### [SUPPLIED PASSAGE]
==================================================

This is the part where most of us start to squirm. Most Jews today reject the notion of an external authority that can compel behavior. Even (most of) those Jews who accept the binding authority of our tradition are offended by the idea of mitzvah police. We have seen what the combination of religious and police authority has done in some Islamic societies and what it sometimes threatens to do in Israel, and it is not attractive. We love our teachers, but would not want to see them armed.

The Torah does not seem to share such qualms. A few verses later into our parsha we are taught: “You shall act in accordance with the instructions given you and the instructions handed down to you; you must not deviate from whatever they tell, either right or left.” On this verse the Babylonian Talmud (also brought by Rashi) offers: “Even if they tell you that right is left and left is right.”

When religious rulings fly in the face of reason, what are we to do? Deuteronomy is clear: If the Torah says it, it must be moral and reasonable, even if we can’t see it.

This, of course, is not the last word on the subject. The Jerusalem Talmud has just the opposite interpretation: Listen to your judges, unless they tell you right is left and left is right. But if their teachings, rulings and interpretations are unreasonable, they are not God’s word. If there is a teaching that, after careful analysis, is immoral or illogical, we must have erred in our understanding of the teaching and must find an alternative.

Interestingly, the biblical accounts of the life of Abraham affirm both of these dispensations. Genesis 22 (familiar from the Rosh Hashanah reading) extols Abraham for suspending his own sense of morality to offer his son Isaac as a sacrifice, while Genesis 18 sees an Abraham boldly challenging God to act in accordance with God’s own moral world: “Will the judge of the world not act justly?”

Shall we have a show of hands to see how many prefer the Babylonian Talmud and how many prefer the Jerusalem, or Abraham 1 to Abraham 2?

==================================================

Point-per-instance localization data:
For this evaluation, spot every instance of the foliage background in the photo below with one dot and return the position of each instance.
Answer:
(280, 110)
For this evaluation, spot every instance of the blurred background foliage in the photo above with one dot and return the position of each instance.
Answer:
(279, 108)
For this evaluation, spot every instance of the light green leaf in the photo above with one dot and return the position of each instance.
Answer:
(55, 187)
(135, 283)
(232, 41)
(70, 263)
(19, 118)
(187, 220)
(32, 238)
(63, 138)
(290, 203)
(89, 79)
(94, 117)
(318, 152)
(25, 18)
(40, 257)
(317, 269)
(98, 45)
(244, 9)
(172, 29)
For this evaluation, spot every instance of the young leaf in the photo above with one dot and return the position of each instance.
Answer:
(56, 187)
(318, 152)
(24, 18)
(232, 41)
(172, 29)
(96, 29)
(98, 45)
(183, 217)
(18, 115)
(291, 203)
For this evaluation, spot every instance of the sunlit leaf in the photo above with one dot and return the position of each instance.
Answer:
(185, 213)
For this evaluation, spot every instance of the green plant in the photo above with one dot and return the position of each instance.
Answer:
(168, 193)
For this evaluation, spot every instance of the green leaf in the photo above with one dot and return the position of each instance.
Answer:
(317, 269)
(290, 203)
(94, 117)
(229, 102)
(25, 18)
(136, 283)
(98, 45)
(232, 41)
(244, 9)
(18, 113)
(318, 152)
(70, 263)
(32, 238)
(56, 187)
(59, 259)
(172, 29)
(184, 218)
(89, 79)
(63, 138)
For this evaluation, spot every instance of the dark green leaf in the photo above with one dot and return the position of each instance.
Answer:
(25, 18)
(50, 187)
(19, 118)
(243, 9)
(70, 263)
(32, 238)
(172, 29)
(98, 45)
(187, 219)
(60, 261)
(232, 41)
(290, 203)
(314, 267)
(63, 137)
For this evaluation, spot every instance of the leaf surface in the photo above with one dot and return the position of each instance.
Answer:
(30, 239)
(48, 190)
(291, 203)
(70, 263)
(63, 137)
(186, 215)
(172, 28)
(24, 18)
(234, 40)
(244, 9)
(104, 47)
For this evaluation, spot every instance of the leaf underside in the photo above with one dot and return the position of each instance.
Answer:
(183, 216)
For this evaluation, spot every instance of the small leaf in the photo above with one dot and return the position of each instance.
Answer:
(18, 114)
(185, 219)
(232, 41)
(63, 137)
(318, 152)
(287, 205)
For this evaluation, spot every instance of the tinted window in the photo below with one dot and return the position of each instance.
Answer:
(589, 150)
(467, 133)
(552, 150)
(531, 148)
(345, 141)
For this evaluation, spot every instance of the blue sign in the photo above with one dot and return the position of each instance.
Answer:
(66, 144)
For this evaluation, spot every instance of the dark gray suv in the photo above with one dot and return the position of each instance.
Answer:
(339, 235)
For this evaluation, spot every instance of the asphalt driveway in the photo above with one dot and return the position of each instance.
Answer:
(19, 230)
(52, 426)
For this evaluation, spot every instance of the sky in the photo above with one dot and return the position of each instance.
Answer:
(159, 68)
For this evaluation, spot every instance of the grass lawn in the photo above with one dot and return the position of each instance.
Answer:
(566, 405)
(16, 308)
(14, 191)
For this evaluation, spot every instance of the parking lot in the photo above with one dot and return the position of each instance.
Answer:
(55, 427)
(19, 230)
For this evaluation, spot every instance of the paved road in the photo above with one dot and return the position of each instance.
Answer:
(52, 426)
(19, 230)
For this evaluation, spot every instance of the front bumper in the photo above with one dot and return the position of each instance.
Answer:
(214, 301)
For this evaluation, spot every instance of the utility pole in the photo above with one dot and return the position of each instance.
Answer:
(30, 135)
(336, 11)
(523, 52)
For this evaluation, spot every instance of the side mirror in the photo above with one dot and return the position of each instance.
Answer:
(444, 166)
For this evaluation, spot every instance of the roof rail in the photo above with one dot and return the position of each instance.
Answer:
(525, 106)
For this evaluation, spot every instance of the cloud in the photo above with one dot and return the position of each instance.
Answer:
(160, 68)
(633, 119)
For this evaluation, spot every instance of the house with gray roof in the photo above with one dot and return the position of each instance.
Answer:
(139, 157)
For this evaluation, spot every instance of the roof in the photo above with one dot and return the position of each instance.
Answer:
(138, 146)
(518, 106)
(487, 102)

==================================================

### [TASK DETAILS]
Write the next part of the commentary on religious authority and the two Talmud readings, picking up right after its closing question.

### [RESPONSE AREA]
Alas, that would be wrongheaded. Judaism embraces both of these traditions, contradictory though they are. Throughout the generations, some Jewish philosophers have insisted that everything Jewish is logical and compelling, while others have maintained that God is not bound by the human limitations of reason or even ethics.

One way around this dilemma is to follow the path taken by every president: appoint judges who will rule the way we want them to. Then, we hope, we will never have to have our loyalty to Torah challenged by our own sense of right and wrong. But who would want a tradition that only teaches (and demands) things we already agree with? This would be not only pointless, but boring as well.

The mystics remind us that “at your gates” can mean the gates to our bodies, that is, our ears, eyes, mouth and other organs. We are bidden to have strict scrutiny as to what goes in and what goes out. We can think of this as a sort of airport security for the soul. There are some innocent things, like gels and liquids that are fine in one place, but potentially dangerous if carried past the gate. Some foods are best left outside the mouth, some words best left inside.

The judges and officers we appoint for our eyes must be especially vigilant. Advertisers bombard us with images that objectify and debase, and we are obliged to consider carefully where and how to look. Jewish law has an important category called hezek re’iyah, or illicit looking. When we invade someone’s privacy, or laugh at someone’s embarrassing faux pas, we’ve let something in that should have been left out.

On the other hand, horrific images of human cruelties, on the television and on the streets, can deaden our senses so much that we stop seeing what we must see. A little personal police action to make us open our gates might be welcome here.

For these gates, we need to be the judges and officers and bouncers ourselves. We need to remind ourselves constantly — and, in our synagogues and other sacred convocations, remind each other — that not every thought should be spoken, not every joke should be repeated, and not every image should be shared. For these gates, the weapons we must deploy are not sticks and whips, but reason, consideration, and compassion.

Rabbi Dan Shevitz serves Congregation Mishkon Tephilo in Venice.